* Material for this exercise
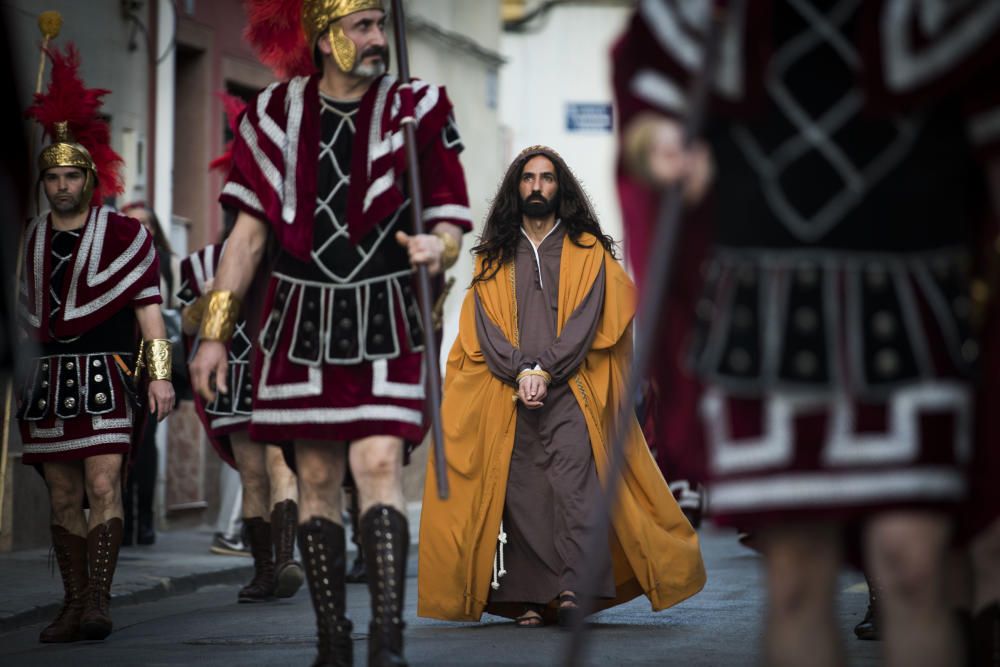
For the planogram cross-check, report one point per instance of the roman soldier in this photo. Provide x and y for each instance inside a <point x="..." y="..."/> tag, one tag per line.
<point x="828" y="347"/>
<point x="318" y="163"/>
<point x="90" y="282"/>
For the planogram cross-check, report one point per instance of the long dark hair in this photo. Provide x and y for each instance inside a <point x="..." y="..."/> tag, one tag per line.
<point x="502" y="231"/>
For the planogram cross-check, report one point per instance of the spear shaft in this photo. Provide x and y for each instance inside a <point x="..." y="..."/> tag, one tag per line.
<point x="424" y="291"/>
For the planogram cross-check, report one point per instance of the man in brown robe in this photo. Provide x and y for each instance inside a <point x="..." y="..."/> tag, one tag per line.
<point x="562" y="344"/>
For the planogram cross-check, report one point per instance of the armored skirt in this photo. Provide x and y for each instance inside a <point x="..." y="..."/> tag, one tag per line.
<point x="78" y="300"/>
<point x="339" y="362"/>
<point x="75" y="406"/>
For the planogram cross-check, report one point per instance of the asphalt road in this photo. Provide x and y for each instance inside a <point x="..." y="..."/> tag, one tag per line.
<point x="718" y="627"/>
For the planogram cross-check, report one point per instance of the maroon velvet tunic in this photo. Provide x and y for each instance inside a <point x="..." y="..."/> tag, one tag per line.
<point x="78" y="297"/>
<point x="552" y="487"/>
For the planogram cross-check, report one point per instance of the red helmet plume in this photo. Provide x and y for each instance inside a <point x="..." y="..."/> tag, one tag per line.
<point x="275" y="32"/>
<point x="234" y="107"/>
<point x="69" y="112"/>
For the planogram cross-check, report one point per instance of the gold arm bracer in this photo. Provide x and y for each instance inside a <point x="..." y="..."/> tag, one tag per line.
<point x="158" y="353"/>
<point x="220" y="316"/>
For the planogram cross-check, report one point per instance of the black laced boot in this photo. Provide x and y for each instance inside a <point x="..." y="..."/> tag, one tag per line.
<point x="103" y="543"/>
<point x="288" y="574"/>
<point x="258" y="536"/>
<point x="986" y="637"/>
<point x="71" y="555"/>
<point x="322" y="545"/>
<point x="867" y="629"/>
<point x="385" y="537"/>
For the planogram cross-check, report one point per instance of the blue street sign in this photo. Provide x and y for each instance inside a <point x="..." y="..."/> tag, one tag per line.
<point x="588" y="117"/>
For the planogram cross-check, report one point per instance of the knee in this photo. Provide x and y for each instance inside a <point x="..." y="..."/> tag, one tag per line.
<point x="254" y="481"/>
<point x="102" y="489"/>
<point x="317" y="477"/>
<point x="65" y="498"/>
<point x="910" y="572"/>
<point x="377" y="464"/>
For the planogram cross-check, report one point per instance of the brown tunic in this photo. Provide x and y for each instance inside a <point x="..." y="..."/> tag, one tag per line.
<point x="552" y="487"/>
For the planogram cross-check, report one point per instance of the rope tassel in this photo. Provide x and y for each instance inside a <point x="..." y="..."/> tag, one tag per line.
<point x="498" y="569"/>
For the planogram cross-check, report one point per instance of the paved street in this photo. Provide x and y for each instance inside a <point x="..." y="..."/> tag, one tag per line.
<point x="717" y="627"/>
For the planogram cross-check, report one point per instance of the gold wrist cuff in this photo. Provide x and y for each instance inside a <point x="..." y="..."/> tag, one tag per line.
<point x="531" y="371"/>
<point x="220" y="316"/>
<point x="450" y="254"/>
<point x="157" y="352"/>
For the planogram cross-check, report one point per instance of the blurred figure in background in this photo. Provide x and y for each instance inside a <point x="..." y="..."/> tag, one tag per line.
<point x="269" y="495"/>
<point x="839" y="198"/>
<point x="140" y="485"/>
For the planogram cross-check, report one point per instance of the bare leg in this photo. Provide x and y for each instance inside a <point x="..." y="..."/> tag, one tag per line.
<point x="65" y="482"/>
<point x="986" y="567"/>
<point x="802" y="564"/>
<point x="907" y="554"/>
<point x="377" y="465"/>
<point x="252" y="464"/>
<point x="281" y="477"/>
<point x="321" y="474"/>
<point x="104" y="488"/>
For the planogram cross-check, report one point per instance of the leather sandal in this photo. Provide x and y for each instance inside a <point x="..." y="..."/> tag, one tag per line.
<point x="531" y="618"/>
<point x="568" y="609"/>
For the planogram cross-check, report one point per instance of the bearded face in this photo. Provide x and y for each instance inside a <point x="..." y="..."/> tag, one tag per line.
<point x="64" y="188"/>
<point x="373" y="61"/>
<point x="538" y="189"/>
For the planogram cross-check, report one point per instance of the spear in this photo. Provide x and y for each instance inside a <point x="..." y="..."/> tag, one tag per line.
<point x="408" y="122"/>
<point x="651" y="309"/>
<point x="49" y="24"/>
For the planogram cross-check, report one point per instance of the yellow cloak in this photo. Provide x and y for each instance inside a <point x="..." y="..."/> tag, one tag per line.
<point x="654" y="550"/>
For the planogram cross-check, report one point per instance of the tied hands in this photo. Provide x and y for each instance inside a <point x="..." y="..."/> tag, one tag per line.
<point x="532" y="390"/>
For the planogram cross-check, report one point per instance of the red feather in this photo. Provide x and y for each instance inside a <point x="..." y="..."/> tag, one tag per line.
<point x="234" y="107"/>
<point x="67" y="99"/>
<point x="275" y="32"/>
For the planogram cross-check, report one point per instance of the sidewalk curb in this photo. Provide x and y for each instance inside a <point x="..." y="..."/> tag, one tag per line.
<point x="156" y="590"/>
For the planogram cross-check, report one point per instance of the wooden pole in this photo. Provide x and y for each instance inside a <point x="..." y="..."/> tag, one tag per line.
<point x="431" y="357"/>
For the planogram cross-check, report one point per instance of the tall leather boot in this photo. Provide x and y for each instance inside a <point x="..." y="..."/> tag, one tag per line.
<point x="867" y="629"/>
<point x="986" y="637"/>
<point x="322" y="545"/>
<point x="385" y="536"/>
<point x="258" y="536"/>
<point x="288" y="572"/>
<point x="71" y="554"/>
<point x="357" y="574"/>
<point x="103" y="543"/>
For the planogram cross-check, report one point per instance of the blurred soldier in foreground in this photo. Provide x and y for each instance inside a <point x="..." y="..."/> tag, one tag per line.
<point x="842" y="178"/>
<point x="533" y="382"/>
<point x="339" y="364"/>
<point x="90" y="277"/>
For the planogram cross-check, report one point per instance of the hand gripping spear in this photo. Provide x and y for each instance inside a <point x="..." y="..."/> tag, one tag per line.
<point x="651" y="310"/>
<point x="423" y="277"/>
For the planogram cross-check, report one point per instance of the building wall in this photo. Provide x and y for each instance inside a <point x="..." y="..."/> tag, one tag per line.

* Exercise
Write out only what runs from the line holding "of the hand" through the last line of the records, exactly as shown.

* Reply
For the planogram cross-check, report one point per instance of the hand gripping spear in this photo. Provide x and y for each instance inside a <point x="..." y="..."/> tag, one tag per line.
<point x="651" y="310"/>
<point x="423" y="277"/>
For the planogram cross-check, report one point per instance of the building wall in this photo. Provide x and y for each instance inside a <point x="..." y="..."/> tag, one tag per line.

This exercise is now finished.